→ **抜粋**:
なぜにんじんは根菜なのに鮮やかなのか

衣ノ揚

なぜにんじんは根菜なのに鮮やかなのか

 最近、頭の中で「1番好きな野菜は?」という問いがループしている。答えを探している訳ではない。ただ、その問いがサビのフレーズのように延々と流れ続けているのだ。しかも、この場合の「好き」は味ではない。見た目である。それだけはしっかりとした確信があった。


 この質問が脳内を巡り始めてから、一ヶ月は経っただろうか。昨晩、やっと私は自分が好きな野菜について具体的な回答を考え始めた。


 風呂に入りながら空想する。目の前に面接官が座っている。まるで志望理由なんかを聞くように、鋭い審美眼を光らせて、私に聞くのだ。

「好きな野菜は?」

 シワひとつないスーツを着ている私は、即答する。

「にんじんです」

「その理由はなんですか」

「根菜なのに、鮮やかだからです」

 間を置かず、畳み掛けるように続ける。

「トマトや苺が鮮やかなのは、鳥に食べてもらい、種を運んでもらうためです。しかし、にんじんは根菜です。鮮やかさ故に鳥に見つかるのは、どう考えても不利ではないでしょうか」

 そんなこと、今まで一度だって考えたことはなかったのに、まるでずっと前から考えていたように、言葉がスラスラと駆け巡る。

 私は、どうだ!といわんばかりに目の前の男を見やったが、面接官はポカンとした顔で、非情にもこう言った。

「それは、理由になっていますか?」

 

 確かに、「にんじんの色がオレンジなのって変じゃね? 変だからにんじんのこと好きなんよ」は、ただの個人的感想に過ぎない。

 なんか変だから好き〜(笑)では、面接官を唸らせることは到底できない。


 いつか面接で好きな野菜を聞かれた時には、必ずや論理的に答えるため、私はにんじんを好きでいる理由を調べ始めた。


 なぜにんじんはオレンジ色なのか?

→ **提供データ**:
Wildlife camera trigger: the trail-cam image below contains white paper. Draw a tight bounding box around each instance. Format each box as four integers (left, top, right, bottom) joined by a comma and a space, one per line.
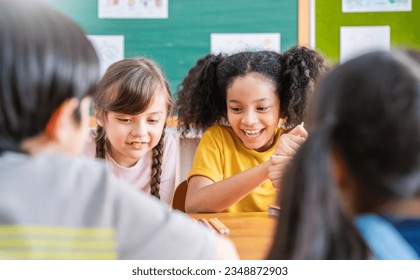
342, 0, 412, 13
98, 0, 168, 18
340, 26, 391, 62
88, 35, 124, 75
210, 33, 280, 54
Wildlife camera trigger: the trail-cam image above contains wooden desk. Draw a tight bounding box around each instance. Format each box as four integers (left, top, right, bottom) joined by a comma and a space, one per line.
189, 212, 276, 260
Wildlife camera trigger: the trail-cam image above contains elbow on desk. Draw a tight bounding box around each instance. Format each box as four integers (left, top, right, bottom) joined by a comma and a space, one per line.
185, 196, 225, 213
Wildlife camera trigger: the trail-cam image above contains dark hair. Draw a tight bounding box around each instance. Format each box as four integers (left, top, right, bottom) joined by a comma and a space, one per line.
93, 58, 174, 198
268, 49, 420, 259
0, 0, 99, 152
177, 46, 328, 134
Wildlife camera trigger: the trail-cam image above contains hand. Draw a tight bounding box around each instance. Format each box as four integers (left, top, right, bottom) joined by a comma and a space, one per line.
268, 155, 292, 191
274, 124, 308, 157
268, 124, 308, 190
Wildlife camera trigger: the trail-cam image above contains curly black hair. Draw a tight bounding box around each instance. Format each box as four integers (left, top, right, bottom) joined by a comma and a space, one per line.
177, 46, 329, 135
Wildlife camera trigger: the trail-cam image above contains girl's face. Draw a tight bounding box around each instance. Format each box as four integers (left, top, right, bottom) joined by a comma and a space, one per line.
226, 73, 280, 152
98, 87, 168, 167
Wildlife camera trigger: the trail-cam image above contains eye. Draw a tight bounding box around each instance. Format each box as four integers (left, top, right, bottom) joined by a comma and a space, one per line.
230, 107, 242, 113
147, 119, 160, 124
117, 118, 132, 123
257, 106, 270, 112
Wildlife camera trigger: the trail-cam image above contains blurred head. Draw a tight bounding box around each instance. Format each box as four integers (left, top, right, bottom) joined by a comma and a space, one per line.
269, 51, 420, 259
313, 51, 420, 213
0, 0, 99, 154
94, 58, 173, 167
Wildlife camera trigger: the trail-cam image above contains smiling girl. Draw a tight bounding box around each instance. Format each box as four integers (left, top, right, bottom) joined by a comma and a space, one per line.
178, 47, 327, 212
85, 58, 176, 204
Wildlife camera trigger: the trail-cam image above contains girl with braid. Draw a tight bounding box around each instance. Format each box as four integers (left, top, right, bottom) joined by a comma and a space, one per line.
85, 58, 176, 205
177, 47, 328, 212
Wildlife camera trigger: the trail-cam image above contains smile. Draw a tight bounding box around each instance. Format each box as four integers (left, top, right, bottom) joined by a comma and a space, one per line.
243, 129, 263, 138
128, 142, 147, 148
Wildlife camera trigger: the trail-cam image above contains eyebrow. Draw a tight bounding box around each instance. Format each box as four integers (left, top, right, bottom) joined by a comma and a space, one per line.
228, 97, 271, 103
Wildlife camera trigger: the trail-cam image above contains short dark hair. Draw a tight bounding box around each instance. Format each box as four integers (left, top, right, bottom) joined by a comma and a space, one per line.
0, 0, 99, 152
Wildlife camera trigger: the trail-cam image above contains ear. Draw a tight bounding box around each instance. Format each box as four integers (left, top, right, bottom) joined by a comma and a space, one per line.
94, 110, 104, 127
46, 98, 79, 143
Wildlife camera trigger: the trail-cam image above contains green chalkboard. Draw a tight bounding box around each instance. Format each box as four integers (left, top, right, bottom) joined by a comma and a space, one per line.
49, 0, 298, 92
315, 0, 420, 62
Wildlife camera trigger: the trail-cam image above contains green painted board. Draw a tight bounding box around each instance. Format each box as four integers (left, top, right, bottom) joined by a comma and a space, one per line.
49, 0, 298, 95
315, 0, 420, 62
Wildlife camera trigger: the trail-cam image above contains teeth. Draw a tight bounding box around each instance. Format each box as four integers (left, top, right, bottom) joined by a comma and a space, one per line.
243, 129, 262, 138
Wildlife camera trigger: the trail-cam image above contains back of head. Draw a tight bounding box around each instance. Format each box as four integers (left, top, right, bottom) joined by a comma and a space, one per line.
269, 52, 420, 259
314, 51, 420, 202
0, 0, 99, 151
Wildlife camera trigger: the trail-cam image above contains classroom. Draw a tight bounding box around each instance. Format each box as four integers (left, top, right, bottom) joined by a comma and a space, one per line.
0, 0, 420, 266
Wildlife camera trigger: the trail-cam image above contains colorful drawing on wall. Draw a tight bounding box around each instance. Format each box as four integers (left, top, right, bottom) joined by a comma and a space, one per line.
88, 35, 124, 75
210, 33, 280, 54
98, 0, 168, 19
342, 0, 412, 13
340, 26, 391, 63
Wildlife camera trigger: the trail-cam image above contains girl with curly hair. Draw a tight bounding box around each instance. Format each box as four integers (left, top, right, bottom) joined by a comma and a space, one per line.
177, 47, 328, 212
85, 58, 176, 205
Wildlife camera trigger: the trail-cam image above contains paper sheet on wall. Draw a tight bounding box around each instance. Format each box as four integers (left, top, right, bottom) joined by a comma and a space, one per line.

→ **課題の内容**:
にんじんの色をめぐる随筆を、最後の一文に続けて書き継いでください。

→ **回答**:
 にんじんの色は、主にカロテノイドという色素によって決まる。カロテノイドにはいくつかの種類があり、その中でもにんじんに多く含まれている、β-カロテンが、にんじんを鮮やかなオレンジ色にしている。野菜にカロテノイドが含まれるのは、光合成の補助や紫外線や強い光から身を守るためである。

 

 だとしたら、さらに不思議だ。にんじんはほとんど土の中で育つ。光合成の補助や、強い光から身を守るための色素が、はたして必要だろうか。


 実は、にんじんの祖先は元々色が薄く、紫や白っぽかったと言われている。その後、黄色いにんじんが生まれ、オレンジ色のにんじんは品種改良の末に生まれた。

 オランダには、「オレンジ家」という王家の家系があり、この家系を讃える取り組みとして、にんじんの品種改良を行い鮮やかなオレンジ色を作り上げたという説が有力だそうだ。

 オレンジ色は視覚的に魅力的に感じられるため、この美しさを求めて古代から人間によって品種改良が進められたのだ。


 コンコンコン。

「失礼します」

「どうぞ、お入りください」

 面接官に名前を言う。着席を促される。面接官はずっしりと構えた男だった。その隣に、若い男性が座っている。こちらの方は七三分けで真面目そうで、しきりにメモに何か書いている。その様子を見ていると、こちらもなんだか落ち着かない。

 貫禄のある男が厳粛に口を開く。

「あなたが好きな野菜と、その理由を教えてください」

 一呼吸置いて、私は答える。

「にんじんです。にんじんは人間に愛されるためにオレンジ色になりました。根菜でありながら鮮やかなのは、人に合わせて進化した柔軟性の象徴です。私はそのにんじんのように、環境に応じて自分を磨き、周囲に喜ばれる存在でありたいです」

 うん、及第点はもらえるんじゃないだろうか。今夜はぐっすり眠れそうだ。面接官の男が頷いた。

 その瞬間、一緒に面接を受けていた爽やかな青年が言った。

「俺はさつまいもです! 土の中で根張って、ルーツを大事に生きていきたいです!」

「君いいね! 気に入った! 採用!」

 貫禄のある面接官の瞳が輝いた。立ち上がった彼らは熱い握手を交わし、私はパイプ椅子におしりをくっつけたまま、ただ指をくわえて見ているしかなかった。にんじんなんて大嫌いだ!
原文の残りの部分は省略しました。